[Start Record set]

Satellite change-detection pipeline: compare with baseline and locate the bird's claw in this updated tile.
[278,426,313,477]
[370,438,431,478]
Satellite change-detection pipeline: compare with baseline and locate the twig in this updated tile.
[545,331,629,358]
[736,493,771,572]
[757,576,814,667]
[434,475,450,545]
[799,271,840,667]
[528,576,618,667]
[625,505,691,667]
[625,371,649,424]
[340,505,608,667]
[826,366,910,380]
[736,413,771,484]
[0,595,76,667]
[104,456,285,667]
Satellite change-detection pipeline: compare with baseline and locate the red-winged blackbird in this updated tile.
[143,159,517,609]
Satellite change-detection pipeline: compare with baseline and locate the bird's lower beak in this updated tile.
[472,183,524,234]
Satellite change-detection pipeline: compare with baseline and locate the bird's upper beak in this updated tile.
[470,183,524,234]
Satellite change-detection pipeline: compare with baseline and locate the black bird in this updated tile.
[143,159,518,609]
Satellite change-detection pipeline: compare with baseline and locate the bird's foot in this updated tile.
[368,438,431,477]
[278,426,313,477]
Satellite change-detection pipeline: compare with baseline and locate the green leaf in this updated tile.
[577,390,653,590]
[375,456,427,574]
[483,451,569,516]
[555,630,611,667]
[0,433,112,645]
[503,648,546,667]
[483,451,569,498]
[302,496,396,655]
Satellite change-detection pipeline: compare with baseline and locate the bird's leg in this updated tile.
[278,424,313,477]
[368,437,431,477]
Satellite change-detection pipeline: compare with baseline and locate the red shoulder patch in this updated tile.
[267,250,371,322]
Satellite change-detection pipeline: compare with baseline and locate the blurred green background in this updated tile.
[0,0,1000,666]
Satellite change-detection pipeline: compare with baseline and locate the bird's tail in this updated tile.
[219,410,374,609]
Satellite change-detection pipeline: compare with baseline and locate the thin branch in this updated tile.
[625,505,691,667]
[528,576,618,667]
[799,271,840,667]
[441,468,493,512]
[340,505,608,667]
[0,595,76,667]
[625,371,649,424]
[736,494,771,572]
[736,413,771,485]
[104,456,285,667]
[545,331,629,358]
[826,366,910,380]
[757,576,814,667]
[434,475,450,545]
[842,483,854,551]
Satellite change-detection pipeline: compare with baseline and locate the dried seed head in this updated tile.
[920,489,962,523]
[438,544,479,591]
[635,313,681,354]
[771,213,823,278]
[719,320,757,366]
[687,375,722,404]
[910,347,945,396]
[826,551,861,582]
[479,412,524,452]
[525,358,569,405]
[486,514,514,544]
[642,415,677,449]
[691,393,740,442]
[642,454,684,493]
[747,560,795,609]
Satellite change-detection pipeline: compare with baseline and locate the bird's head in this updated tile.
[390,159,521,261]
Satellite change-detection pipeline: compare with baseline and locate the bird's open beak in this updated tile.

[End Record set]

● **To be done**
Rewrite the lines from the one containing "tail in this updated tile." through the one containing "[219,410,374,609]", both included. Keep the request text as it is and shift every bounding-box coordinate by adding 25.

● **Full output**
Satellite change-detection pipeline: compare with baseline and locate the bird's tail in this updated tile.
[244,435,399,634]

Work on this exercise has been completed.